● **Set of tasks**
1. Duplicate the passage on Outer Banks botany below word for word, from "My grandsons like" to "of is botany.".
2. Summarize the passage on Outer Banks botany below in two sentences.

● **Passage provided**
EVE TUREK'S NATURAL OUTER BANKS
Sunday, May 31, 2009
Outer Banks Botany

My grandsons like to ask me, when we are out tramping, Nana, how do you know all this stuff? Well, the truth is, I don’t know all this stuff. Like all of us, I know something about some things, and more about others, and nothing whatsoever about lots and lots and lots of things. That’s part of the fun for me…learning new things, and even learning where to look.  One area I feel—and am—especially ignorant of is botany.


Several years ago I bought a used copy of Outer Banks Wildflowers, published by the Dunes of Dare Garden Club. It sits on a bookshelf, sandwiched between my general habitat guides, and my mammal and tracking guides. I pulled it out the other day to help me identify and learn more about the sudden splash of color I see alongside Colington Road, especially after our recent spate of rain-spits and downpours. I opened the guide to rediscover why I so quickly shelved it. (My two favorite bird guides rarely see a shelf; they live in my car, sandwiched between my binoculars and bottled water. Priorities.) I flip to the yellow flower section to start. All the illustrations are line drawings in black and white.  BLACK AND WHITE! The pinks: black and white. Oranges? Reds? Blues and Purples? Nope. Black and white. There is not one single color illustration in the whole guide. Now, I happen to like line drawing, love pen and ink, but I need more help than these sketches provide. Even the antique botanicals we have at Yellowhouse, published by William Curtis, who is credited with being the creator of the first flower magazine, were expertly (and exquisitely) hand-painted in watercolor, in the late 1700s. Curtis’ goal was to educate the Londoners wealthy enough to have handsome gardens, help them understand the growing habits of the non-native perennials and annuals they cultivated, but his passion was the “weeds” – the little wildflowers growing all about the city’s environs. I love my cultivated flowers, too, but I have become intrigued by these wildflowers I see. Since this guide will be of little help, learning about the wildflowers is going to be more difficult than I first thought.

Records contained in a dataset:
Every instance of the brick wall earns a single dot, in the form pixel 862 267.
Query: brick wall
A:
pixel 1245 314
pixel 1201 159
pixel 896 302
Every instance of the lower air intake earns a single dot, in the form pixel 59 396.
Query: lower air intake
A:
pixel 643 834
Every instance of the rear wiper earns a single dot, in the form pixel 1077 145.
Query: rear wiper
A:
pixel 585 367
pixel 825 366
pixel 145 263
---
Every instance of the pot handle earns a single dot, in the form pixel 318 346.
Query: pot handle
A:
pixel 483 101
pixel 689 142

● **Solution set**
1.
My grandsons like to ask me, when we are out tramping, Nana, how do you know all this stuff? Well, the truth is, I don’t know all this stuff. Like all of us, I know something about some things, and more about others, and nothing whatsoever about lots and lots and lots of things. That’s part of the fun for me…learning new things, and even learning where to look.  One area I feel—and am—especially ignorant of is botany.

2. The writer, who is especially ignorant of botany, took a used copy of Outer Banks Wildflowers off the shelf to identify the flowers blooming along Colington Road after recent rain. Every illustration in the guide is a black-and-white line drawing, unlike the antique botanicals of William Curtis, which were hand-painted in watercolor, so the writer concludes that learning about the wildflowers will be more difficult than first thought.